____ Stored rows

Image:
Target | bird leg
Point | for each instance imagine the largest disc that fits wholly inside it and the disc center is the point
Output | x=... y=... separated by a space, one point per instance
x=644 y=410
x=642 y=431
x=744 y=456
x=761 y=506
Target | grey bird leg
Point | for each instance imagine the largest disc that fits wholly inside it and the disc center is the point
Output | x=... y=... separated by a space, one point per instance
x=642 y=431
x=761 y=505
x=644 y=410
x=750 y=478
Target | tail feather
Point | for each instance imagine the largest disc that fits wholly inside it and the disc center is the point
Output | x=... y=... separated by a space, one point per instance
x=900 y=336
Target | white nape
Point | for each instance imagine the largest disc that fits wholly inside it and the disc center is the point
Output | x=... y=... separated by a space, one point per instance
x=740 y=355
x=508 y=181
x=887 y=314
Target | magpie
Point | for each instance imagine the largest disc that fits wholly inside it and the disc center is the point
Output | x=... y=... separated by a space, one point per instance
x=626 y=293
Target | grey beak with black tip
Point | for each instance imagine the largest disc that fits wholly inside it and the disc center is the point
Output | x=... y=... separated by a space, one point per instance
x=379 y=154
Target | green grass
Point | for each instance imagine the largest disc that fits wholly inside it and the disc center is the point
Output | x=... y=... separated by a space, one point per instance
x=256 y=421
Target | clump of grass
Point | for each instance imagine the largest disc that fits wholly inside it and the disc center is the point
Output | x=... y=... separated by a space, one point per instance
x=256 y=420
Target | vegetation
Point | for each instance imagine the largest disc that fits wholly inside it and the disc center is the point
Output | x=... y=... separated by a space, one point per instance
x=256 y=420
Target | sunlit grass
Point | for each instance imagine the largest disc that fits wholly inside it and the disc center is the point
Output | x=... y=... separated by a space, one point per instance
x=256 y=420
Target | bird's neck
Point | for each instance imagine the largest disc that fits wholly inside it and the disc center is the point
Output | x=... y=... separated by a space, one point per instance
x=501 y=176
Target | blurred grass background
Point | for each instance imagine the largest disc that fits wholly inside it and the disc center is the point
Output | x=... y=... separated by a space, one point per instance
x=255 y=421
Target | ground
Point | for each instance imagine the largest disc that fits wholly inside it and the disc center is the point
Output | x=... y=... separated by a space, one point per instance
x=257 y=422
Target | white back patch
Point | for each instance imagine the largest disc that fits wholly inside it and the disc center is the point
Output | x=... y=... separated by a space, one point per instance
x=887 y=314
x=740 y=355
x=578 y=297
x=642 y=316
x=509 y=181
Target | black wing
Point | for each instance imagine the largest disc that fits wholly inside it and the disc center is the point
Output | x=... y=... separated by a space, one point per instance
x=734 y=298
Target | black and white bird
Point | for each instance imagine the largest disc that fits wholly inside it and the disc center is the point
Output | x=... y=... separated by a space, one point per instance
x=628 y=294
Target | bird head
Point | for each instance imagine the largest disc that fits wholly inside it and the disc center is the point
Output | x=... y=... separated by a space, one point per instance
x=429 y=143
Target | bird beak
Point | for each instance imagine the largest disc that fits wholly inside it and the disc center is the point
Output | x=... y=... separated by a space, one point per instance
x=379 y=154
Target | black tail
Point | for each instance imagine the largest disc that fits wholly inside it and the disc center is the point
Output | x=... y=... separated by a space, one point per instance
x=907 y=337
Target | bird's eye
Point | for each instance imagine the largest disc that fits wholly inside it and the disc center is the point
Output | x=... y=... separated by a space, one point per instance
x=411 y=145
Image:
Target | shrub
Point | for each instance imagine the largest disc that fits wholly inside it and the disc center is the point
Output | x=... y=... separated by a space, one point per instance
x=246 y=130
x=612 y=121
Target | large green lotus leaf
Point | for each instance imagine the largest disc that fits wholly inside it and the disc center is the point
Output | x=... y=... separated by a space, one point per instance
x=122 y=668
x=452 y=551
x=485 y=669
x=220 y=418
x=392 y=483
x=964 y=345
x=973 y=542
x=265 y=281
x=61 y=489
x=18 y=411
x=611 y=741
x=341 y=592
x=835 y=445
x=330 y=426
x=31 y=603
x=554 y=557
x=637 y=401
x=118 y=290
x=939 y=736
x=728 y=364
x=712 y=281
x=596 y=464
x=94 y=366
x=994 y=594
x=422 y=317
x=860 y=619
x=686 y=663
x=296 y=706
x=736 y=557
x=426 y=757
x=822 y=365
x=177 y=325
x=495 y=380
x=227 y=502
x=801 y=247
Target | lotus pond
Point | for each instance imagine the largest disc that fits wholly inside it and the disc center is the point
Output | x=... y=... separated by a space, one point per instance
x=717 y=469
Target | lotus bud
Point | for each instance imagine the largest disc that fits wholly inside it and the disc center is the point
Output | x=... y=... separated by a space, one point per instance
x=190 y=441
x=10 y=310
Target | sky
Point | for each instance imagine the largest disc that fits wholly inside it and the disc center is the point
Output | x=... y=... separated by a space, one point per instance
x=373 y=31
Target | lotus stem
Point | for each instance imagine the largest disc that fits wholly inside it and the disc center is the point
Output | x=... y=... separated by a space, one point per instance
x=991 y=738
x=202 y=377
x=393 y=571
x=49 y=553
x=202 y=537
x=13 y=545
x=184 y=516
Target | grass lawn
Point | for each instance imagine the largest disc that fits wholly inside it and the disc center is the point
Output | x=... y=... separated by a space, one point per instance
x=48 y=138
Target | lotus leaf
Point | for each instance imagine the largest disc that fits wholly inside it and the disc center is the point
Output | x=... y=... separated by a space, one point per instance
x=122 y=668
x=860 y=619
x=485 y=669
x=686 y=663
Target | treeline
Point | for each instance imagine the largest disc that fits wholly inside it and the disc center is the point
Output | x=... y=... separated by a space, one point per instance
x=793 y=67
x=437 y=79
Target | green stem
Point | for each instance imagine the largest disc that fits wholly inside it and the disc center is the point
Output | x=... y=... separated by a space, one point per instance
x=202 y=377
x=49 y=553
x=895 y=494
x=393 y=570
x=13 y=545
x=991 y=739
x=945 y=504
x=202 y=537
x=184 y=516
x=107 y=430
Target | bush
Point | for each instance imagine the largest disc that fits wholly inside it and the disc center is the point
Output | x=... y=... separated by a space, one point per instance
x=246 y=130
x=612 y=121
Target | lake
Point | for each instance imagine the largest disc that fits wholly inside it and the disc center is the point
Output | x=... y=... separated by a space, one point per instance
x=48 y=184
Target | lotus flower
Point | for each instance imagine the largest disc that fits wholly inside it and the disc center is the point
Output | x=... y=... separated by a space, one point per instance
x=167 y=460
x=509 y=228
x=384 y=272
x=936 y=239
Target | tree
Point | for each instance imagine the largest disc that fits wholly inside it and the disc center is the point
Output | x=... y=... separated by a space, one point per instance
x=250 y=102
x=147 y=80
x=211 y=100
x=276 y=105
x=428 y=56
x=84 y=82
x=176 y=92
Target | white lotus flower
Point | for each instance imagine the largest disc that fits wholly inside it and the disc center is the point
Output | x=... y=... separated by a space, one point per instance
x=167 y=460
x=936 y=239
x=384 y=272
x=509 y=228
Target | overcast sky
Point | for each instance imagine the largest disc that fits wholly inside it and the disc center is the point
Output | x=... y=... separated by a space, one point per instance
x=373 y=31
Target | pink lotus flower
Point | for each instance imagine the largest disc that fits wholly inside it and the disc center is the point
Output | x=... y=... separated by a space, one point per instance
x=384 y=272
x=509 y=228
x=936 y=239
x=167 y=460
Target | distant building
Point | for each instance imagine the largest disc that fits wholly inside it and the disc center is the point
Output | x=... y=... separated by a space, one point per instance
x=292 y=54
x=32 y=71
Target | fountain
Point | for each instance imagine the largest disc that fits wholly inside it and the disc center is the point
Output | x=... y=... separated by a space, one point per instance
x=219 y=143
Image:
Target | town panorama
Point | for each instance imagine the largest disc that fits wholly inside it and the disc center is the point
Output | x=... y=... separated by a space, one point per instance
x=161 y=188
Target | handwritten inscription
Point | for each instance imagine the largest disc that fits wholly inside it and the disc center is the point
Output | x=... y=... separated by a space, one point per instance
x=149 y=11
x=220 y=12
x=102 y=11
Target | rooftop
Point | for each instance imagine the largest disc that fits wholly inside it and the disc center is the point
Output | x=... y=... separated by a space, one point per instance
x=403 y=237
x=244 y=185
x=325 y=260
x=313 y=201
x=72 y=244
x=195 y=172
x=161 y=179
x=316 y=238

________

● **What you have to do**
Copy the lines of the items above verbatim, from the very first line up to and including the line with "x=626 y=293".

● **Output of the task**
Image:
Target | bird leg
Point | for each instance imagine the largest disc that fits wholly inside it and the disc center is the point
Output | x=... y=... separated by a space, one point per instance
x=644 y=410
x=642 y=431
x=744 y=456
x=761 y=506
Target | grey bird leg
Point | for each instance imagine the largest disc that fits wholly inside it and the disc center is the point
Output | x=... y=... separated by a space, one point per instance
x=642 y=431
x=761 y=505
x=644 y=410
x=750 y=478
Target | tail feather
Point | for each instance imagine the largest disc that fits wholly inside it and the disc center is the point
Output | x=... y=... separated by a space, one point per instance
x=900 y=336
Target | white nape
Point | for each instance imagine the largest disc that fits wholly inside it and the disc center is the point
Output | x=... y=... separated by a space, one point per instance
x=740 y=355
x=508 y=181
x=887 y=314
Target | magpie
Point | for each instance imagine the largest disc that fits wholly inside it and the disc center is the point
Output | x=... y=... separated by a space, one point per instance
x=626 y=293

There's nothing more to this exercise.